# [Data for this task]
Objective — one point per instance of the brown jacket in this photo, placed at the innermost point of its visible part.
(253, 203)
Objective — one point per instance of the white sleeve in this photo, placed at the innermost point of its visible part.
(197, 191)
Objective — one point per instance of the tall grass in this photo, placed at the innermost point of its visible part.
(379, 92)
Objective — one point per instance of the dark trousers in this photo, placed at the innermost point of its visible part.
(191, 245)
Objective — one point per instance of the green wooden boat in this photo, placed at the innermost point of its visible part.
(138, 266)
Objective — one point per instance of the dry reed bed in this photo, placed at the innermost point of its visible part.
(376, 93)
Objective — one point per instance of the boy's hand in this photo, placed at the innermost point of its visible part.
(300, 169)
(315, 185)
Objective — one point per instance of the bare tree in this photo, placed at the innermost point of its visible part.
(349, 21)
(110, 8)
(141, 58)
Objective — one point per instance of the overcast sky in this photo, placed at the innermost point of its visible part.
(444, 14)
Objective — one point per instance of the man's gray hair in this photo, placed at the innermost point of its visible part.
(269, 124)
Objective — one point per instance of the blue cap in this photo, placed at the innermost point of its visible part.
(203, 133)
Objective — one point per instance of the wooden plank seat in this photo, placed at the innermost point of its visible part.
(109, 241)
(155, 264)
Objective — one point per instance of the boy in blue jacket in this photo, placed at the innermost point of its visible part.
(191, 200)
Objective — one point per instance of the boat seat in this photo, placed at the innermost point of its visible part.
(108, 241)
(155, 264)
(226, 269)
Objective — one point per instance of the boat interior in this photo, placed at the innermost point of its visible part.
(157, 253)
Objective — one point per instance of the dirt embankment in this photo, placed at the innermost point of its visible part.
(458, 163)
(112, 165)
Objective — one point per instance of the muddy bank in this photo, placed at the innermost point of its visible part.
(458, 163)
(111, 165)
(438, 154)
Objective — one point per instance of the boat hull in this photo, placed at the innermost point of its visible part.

# [Task instructions]
Shift every coordinate in the answers up by 80, and write out the part of the data that opens with the line containing "Objective — one point per instance of the boat seat" and closes with the data's last line, both ends included. Carry every request line over unchanged.

# [Final answer]
Objective — one point per instance of the boat seat in this photo, placed at the innermost point of its visible part.
(188, 321)
(235, 344)
(306, 349)
Objective — one point per instance of the boat interior in this photo, placed at the innermost point of its visible part.
(237, 333)
Objective — one point per instance of the dirt embankment in this photo, placed at the innermost point of its visible part.
(538, 243)
(192, 245)
Objective — one point per instance of the muddy bank in this photo, placed at the innermost point of its visible part.
(538, 243)
(191, 245)
(518, 234)
Objective — one point per instance of the boat hull in this photo, placed at the innermost point of its visible part.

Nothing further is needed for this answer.